## AIM
Can you copy each of the records below word for word, keeping every line as it stands?

____ INFORMATION PROVIDED

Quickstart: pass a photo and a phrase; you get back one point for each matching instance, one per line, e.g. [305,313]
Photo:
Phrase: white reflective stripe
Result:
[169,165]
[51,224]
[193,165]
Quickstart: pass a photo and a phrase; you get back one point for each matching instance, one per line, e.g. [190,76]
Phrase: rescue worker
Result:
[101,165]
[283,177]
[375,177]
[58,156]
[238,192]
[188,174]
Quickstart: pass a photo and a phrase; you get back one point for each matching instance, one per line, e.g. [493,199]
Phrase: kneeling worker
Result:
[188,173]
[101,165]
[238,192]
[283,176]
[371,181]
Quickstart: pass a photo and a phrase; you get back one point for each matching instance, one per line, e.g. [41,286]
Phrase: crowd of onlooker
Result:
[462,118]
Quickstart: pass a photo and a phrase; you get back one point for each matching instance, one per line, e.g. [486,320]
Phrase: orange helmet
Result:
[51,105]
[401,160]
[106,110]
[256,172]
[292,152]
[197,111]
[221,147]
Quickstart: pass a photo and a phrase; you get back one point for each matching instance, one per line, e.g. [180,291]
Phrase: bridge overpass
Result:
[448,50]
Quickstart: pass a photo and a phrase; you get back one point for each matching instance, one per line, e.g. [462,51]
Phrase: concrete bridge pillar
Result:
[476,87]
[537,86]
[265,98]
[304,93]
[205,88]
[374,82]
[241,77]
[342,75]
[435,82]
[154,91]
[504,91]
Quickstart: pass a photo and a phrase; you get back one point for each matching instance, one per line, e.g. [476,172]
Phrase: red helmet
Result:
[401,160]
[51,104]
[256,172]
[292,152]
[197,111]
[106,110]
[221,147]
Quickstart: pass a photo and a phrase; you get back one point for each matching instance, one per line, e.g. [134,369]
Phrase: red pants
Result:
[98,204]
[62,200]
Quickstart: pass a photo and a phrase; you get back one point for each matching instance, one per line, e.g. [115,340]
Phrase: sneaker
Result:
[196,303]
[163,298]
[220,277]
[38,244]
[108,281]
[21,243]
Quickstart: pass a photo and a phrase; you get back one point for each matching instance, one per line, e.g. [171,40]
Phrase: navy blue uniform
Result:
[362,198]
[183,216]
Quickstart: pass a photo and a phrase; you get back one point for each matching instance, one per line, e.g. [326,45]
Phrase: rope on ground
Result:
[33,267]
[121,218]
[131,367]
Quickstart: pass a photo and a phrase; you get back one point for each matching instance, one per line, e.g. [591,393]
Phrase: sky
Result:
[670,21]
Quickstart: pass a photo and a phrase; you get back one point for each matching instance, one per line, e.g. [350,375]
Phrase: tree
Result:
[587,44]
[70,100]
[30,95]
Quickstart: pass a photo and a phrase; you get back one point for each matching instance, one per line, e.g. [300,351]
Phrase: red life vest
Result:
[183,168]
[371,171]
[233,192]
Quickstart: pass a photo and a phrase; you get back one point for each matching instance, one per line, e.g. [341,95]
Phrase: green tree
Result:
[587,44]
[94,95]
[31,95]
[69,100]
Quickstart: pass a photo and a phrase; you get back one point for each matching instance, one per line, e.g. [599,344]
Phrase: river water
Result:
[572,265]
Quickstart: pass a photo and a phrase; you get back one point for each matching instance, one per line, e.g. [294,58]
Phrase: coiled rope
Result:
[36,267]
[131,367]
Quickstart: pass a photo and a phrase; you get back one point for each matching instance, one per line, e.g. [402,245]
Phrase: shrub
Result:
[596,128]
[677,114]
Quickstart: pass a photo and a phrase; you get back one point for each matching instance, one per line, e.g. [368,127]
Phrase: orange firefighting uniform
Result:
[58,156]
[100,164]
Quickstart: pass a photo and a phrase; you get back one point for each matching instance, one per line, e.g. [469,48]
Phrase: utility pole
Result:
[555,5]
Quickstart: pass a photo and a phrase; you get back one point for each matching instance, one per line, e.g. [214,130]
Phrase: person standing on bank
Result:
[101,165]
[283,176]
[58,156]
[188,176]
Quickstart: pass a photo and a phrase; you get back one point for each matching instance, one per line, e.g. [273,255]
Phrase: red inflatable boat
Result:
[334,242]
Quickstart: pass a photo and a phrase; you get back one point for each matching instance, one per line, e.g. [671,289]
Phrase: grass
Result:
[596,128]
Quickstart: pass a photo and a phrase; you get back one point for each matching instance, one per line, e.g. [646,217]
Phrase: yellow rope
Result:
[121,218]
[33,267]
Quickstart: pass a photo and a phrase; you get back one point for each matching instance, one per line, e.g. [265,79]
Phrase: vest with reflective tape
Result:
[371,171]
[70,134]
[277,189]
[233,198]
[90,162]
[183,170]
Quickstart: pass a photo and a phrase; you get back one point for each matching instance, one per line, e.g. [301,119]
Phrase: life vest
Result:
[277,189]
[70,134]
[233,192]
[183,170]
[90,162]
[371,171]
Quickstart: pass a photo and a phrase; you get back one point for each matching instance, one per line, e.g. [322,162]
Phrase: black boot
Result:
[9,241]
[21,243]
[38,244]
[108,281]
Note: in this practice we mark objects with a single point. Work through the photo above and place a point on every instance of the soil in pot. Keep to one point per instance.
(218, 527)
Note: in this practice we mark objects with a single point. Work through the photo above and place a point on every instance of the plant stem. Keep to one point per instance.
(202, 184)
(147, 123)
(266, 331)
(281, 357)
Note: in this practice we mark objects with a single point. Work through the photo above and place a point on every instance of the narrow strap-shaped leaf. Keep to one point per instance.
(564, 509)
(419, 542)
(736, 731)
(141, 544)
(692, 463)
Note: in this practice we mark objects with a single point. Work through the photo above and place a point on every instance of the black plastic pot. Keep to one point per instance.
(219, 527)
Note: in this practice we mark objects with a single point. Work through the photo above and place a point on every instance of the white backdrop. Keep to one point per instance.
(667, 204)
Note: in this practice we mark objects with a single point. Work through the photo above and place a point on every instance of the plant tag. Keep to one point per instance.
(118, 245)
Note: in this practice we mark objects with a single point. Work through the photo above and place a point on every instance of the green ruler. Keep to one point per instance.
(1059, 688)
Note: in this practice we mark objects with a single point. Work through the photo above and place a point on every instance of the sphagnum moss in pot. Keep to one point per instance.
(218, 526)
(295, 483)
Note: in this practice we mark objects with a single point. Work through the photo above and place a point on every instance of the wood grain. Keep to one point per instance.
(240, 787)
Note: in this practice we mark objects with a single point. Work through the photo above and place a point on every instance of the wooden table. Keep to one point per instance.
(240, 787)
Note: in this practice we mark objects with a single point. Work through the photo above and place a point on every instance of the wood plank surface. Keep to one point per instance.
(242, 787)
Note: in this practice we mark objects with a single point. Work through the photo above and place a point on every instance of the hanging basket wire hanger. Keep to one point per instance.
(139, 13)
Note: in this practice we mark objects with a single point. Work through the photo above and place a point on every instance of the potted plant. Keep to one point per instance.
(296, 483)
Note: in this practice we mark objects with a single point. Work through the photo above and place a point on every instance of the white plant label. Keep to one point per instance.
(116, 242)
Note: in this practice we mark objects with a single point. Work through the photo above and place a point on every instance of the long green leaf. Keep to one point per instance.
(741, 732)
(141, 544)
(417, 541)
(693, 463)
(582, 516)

________

## EXPECTED ANSWER
Quickstart: pass a photo and a phrase; you get back one point for each matching instance, one per line, e.g. [305,313]
Photo:
Phrase: white reflective stripe
Result:
[169,165]
[51,224]
[193,165]
Quickstart: pass a photo and a phrase; you get back one point for each matching instance, one per line, e.g. [190,76]
Phrase: rescue worker
Result:
[101,165]
[283,177]
[375,177]
[58,156]
[238,192]
[188,174]
Quickstart: pass a photo and a phrase; you get back one point for each matching instance, one per line, e.g. [493,199]
Phrase: kneeling worker
Result:
[188,173]
[101,165]
[238,192]
[283,176]
[371,181]
Quickstart: pass a photo and a phrase; you get back one point for each matching instance, one per line, e.g. [41,286]
Phrase: crowd of onlooker
Result:
[462,118]
Quickstart: pass a photo and a phrase; you get back one point for each matching instance, one per line, e.g. [486,320]
Phrase: orange helmet
Result:
[51,105]
[401,160]
[106,110]
[256,172]
[292,152]
[197,111]
[221,147]
Quickstart: pass a photo and a phrase; you get back one point for each matching instance, one per line, e.g. [180,291]
Phrase: bridge overpass
Result:
[448,50]
Quickstart: pass a photo and a phrase; you get back one point for each matching instance, one per line, e.g. [462,51]
Phrase: concrete bridge pillar
Result:
[476,87]
[537,86]
[265,98]
[304,93]
[205,88]
[374,82]
[241,77]
[342,75]
[435,82]
[154,91]
[504,91]
Quickstart: pass a photo and a phrase; you get back one point for each matching instance, one per line, e.g. [476,172]
Phrase: red helmet
Result:
[401,160]
[51,104]
[256,172]
[292,152]
[197,111]
[106,110]
[221,147]
Quickstart: pass a photo and a phrase; you get back one point for each matching instance, one per line, e.g. [134,369]
Phrase: red pants
Result:
[98,204]
[62,200]
Quickstart: pass a photo and a phrase; you get back one point for each matching instance, one per line, e.g. [115,340]
Phrase: sneaker
Result:
[196,303]
[163,298]
[220,277]
[38,244]
[108,281]
[21,243]
Quickstart: pass a photo and a phrase; you get back one point for each matching instance, one per line, e.g. [171,40]
Phrase: navy blue uniform
Result:
[362,198]
[183,216]
Quickstart: pass a photo and a phrase; you get back one point for each matching instance, one per line, e.g. [326,45]
Phrase: rope on ground
Result:
[33,267]
[121,218]
[131,367]
Quickstart: pass a photo and a phrase; you get back one point for each matching instance, one per line, e.g. [591,393]
Phrase: sky
Result:
[670,21]
Quickstart: pass a photo and a phrase; you get back one point for each matching instance, one per line, e.g. [350,375]
Phrase: tree
Result:
[587,44]
[70,100]
[30,95]
Quickstart: pass a photo and a phrase; you get back one point for each matching instance, one per line, e.g. [300,351]
Phrase: red life vest
Result:
[183,168]
[371,171]
[233,192]
Quickstart: pass a photo and a phrase; you get back one point for each matching instance, one per line, e.g. [341,95]
Phrase: green tree
Result:
[587,44]
[94,95]
[31,95]
[69,100]
Quickstart: pass a photo and a phrase; you get back one point for each matching instance, one per line, e.g. [599,344]
Phrase: river water
Result:
[572,265]
Quickstart: pass a photo and a phrase; you get back one point for each matching instance, one per line, e.g. [294,58]
Phrase: coiled rope
Result:
[36,267]
[131,367]
Quickstart: pass a photo and a phrase; you get back one point for each matching instance, one per line, e.g. [402,245]
Phrase: shrub
Result:
[596,128]
[677,114]
Quickstart: pass a photo and a phrase; you get back one point for each matching instance, one per line, e.g. [368,127]
Phrase: orange firefighting uniform
Result:
[58,156]
[100,164]
Quickstart: pass a photo and a phrase; you get back one point for each matching instance, one per line, e.g. [469,48]
Phrase: utility pole
Result:
[555,5]
Quickstart: pass a photo and a phrase; you get back one point for each matching instance, one per line, e.g. [214,130]
Phrase: person standing on bank
Result:
[101,165]
[283,176]
[58,156]
[188,176]
Quickstart: pass a photo and a phrase; you get back one point for each matching instance, one per line, e.g. [273,255]
Phrase: red inflatable boat
Result:
[334,242]
Quickstart: pass a photo and a phrase; you get back one point for each matching instance, one per line, e.g. [671,289]
Phrase: grass
Result:
[596,128]
Quickstart: pass a photo and a phrase; you get back one point for each matching instance, one per line, e.g. [646,217]
Phrase: yellow rope
Result:
[121,218]
[33,267]
Quickstart: pass a photo and a phrase; you get back one point for each matching instance, one per line, e.g. [265,79]
Phrase: vest with reflective tape
Result:
[371,171]
[70,134]
[277,189]
[233,198]
[90,162]
[183,170]
Quickstart: pass a photo and a phrase; you get back one point for each matching instance, one per line, e.g. [301,119]
Phrase: life vest
Result:
[277,189]
[70,134]
[233,192]
[183,170]
[90,162]
[371,171]
Quickstart: pass a photo and a phrase; you get back one point for each matching instance, one per line, e.g. [322,162]
Phrase: black boot
Result:
[9,241]
[21,243]
[38,244]
[108,281]
Note: in this practice we mark objects with a single point. Work through the photo above and place a point on every instance of the soil in pot. Keep to one point per instance.
(218, 527)
Note: in this practice we mark objects with a single point. Work through the photo above and place a point on every instance of the plant stem. Keep to one point per instance.
(202, 184)
(147, 123)
(266, 331)
(281, 357)
Note: in this practice we mark objects with a single point. Work through the photo above and place a point on every instance of the narrow strap-shaped leaf. Keep to one point per instance.
(564, 509)
(419, 542)
(736, 731)
(141, 544)
(692, 463)
Note: in this practice we mark objects with a single point. Work through the photo above and place a point on every instance of the black plastic pot. Keep to one point per instance.
(219, 527)
Note: in this practice we mark objects with a single point. Work through the photo above and place a point on every instance of the white backdrop. Keep to one point per instance.
(667, 204)
Note: in this practice we mark objects with a single point. Work through the photo above and place a point on every instance of the plant tag. Keep to one point per instance.
(118, 245)
Note: in this practice we mark objects with a single point. Work through the photo above and place a point on every instance of the green ruler. Keep to one point per instance.
(1059, 688)
Note: in this practice we mark objects with a single point. Work through the photo above and place a point on every instance of the sphagnum moss in pot. Keep to one point per instance.
(218, 526)
(295, 483)
Note: in this practice we mark objects with a single point. Work through the photo above and place a point on every instance of the wood grain. Keep to one point per instance.
(240, 787)
Note: in this practice we mark objects with a single point. Work through the photo above and place a point on every instance of the wooden table. Keep to one point per instance.
(240, 787)
Note: in this practice we mark objects with a single point. Work through the photo above and place a point on every instance of the wood plank surface. Keep to one point per instance.
(242, 787)
Note: in this practice we mark objects with a single point. Work through the photo above and place a point on every instance of the hanging basket wire hanger. Keep to one point per instance.
(139, 13)
Note: in this practice we mark objects with a single point. Work through the photo above and place a point on every instance of the potted plant. Keep to one point per instance.
(296, 483)
Note: in this practice we mark objects with a single point. Work through the photo above and place a point on every instance of the white plant label. Keep to one point per instance.
(116, 242)
Note: in this practice we mark objects with a single point. Work through the photo above and place a point on every instance of the long green leaf. Keep to one point per instance.
(741, 732)
(141, 544)
(417, 541)
(693, 463)
(582, 516)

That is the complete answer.